===== Data records =====

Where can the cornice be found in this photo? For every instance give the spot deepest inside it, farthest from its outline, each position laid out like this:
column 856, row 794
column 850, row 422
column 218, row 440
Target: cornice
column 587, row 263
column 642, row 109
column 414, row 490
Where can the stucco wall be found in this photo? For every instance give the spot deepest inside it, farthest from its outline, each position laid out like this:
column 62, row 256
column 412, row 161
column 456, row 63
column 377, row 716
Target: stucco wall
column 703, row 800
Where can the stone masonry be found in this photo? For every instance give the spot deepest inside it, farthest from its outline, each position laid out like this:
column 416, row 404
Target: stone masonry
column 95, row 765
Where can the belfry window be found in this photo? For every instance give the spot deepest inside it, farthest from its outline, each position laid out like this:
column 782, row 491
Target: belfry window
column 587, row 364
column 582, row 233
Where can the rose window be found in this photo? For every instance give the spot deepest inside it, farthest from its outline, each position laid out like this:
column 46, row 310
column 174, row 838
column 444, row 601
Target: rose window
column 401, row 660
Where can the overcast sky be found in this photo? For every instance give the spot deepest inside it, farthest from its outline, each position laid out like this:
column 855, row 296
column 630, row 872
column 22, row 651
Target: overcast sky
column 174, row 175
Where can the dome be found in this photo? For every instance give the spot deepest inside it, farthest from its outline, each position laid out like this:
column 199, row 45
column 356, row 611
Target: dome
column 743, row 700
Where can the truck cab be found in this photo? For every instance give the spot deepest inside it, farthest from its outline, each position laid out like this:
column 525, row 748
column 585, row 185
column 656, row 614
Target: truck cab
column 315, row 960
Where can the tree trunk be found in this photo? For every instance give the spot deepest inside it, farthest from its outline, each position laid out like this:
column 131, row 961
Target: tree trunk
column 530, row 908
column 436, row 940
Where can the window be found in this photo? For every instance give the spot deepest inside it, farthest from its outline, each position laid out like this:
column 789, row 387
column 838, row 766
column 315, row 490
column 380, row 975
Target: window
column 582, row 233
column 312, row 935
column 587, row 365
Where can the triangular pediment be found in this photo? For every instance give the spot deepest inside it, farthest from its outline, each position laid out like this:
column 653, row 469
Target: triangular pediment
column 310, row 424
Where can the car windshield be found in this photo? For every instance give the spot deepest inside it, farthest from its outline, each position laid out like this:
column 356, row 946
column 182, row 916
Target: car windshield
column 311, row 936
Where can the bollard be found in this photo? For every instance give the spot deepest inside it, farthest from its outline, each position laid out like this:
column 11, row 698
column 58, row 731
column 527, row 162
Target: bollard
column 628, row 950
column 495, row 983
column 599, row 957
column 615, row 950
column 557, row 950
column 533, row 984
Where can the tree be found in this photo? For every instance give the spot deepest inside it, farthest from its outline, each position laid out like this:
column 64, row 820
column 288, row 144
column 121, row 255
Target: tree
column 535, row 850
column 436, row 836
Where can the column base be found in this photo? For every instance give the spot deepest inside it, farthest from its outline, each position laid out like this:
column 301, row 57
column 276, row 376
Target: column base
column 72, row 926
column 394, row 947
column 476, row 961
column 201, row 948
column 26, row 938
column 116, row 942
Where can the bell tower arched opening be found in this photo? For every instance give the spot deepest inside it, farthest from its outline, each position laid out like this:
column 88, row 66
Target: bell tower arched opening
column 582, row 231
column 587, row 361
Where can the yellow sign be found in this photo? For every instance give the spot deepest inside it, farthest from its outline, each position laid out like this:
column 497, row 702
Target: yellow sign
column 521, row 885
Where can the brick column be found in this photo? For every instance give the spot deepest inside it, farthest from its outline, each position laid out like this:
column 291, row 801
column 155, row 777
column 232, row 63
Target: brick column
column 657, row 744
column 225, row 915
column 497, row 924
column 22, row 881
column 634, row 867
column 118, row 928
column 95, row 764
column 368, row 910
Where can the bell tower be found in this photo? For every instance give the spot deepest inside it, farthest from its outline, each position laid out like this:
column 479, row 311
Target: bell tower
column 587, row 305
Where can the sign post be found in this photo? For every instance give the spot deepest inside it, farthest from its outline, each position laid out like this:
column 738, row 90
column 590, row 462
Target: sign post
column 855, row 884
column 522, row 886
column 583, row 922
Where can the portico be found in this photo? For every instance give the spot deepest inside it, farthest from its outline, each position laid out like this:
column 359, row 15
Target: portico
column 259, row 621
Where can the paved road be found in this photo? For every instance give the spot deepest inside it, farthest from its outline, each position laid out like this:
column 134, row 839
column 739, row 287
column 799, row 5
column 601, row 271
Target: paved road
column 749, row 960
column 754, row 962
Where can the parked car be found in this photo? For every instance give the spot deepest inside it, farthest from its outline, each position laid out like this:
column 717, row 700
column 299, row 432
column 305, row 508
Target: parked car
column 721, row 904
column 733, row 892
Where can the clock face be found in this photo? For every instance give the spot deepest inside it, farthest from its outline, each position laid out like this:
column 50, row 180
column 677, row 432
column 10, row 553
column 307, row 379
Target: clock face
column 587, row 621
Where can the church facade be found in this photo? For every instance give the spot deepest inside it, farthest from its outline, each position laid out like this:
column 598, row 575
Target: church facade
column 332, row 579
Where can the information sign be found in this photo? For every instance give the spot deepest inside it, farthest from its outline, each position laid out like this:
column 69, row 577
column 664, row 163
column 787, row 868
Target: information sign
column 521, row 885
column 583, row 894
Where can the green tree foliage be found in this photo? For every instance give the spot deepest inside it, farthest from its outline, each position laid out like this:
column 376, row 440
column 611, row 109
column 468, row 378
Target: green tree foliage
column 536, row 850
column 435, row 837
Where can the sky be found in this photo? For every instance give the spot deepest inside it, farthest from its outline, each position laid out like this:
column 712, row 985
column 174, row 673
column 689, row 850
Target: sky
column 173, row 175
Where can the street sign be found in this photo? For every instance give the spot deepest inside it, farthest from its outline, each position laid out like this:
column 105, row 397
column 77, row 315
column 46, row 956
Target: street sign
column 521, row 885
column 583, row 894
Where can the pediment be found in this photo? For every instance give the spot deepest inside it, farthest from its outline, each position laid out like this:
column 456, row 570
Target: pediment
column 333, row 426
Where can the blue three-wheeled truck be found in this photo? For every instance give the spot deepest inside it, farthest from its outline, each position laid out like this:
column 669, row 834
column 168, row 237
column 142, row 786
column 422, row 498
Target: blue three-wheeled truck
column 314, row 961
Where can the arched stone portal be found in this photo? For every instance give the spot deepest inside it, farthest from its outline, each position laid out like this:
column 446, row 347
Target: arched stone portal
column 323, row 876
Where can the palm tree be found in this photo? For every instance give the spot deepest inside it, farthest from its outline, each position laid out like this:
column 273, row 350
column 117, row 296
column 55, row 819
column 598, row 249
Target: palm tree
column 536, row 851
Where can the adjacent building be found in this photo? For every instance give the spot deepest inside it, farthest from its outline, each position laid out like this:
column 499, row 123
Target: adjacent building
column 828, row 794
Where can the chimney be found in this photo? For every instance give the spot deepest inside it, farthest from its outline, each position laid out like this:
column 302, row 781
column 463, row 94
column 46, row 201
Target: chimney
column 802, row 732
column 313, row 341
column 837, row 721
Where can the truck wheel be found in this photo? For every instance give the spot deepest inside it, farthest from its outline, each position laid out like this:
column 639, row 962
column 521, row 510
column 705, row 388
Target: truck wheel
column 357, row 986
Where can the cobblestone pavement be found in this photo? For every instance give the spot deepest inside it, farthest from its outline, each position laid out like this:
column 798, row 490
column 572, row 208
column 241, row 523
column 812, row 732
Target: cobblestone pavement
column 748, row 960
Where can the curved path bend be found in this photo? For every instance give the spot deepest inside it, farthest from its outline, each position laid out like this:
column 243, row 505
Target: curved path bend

=====

What is expected: Retype the lines above without alteration, starting at the line containing "Where can the green" and ending at the line containing "column 173, row 175", with both of those lines included.

Answer to this exercise:
Where can the green tree foliage be found in this photo? For every instance give the spot deepest inside it, farthest from its outline, each position laid out like this:
column 376, row 440
column 611, row 109
column 468, row 378
Target: green tree foliage
column 536, row 850
column 435, row 837
Where can the sky be found in this photo? For every instance give the spot deepest inside it, farthest from its outline, each position laid out like this:
column 712, row 985
column 174, row 673
column 689, row 850
Target: sky
column 173, row 175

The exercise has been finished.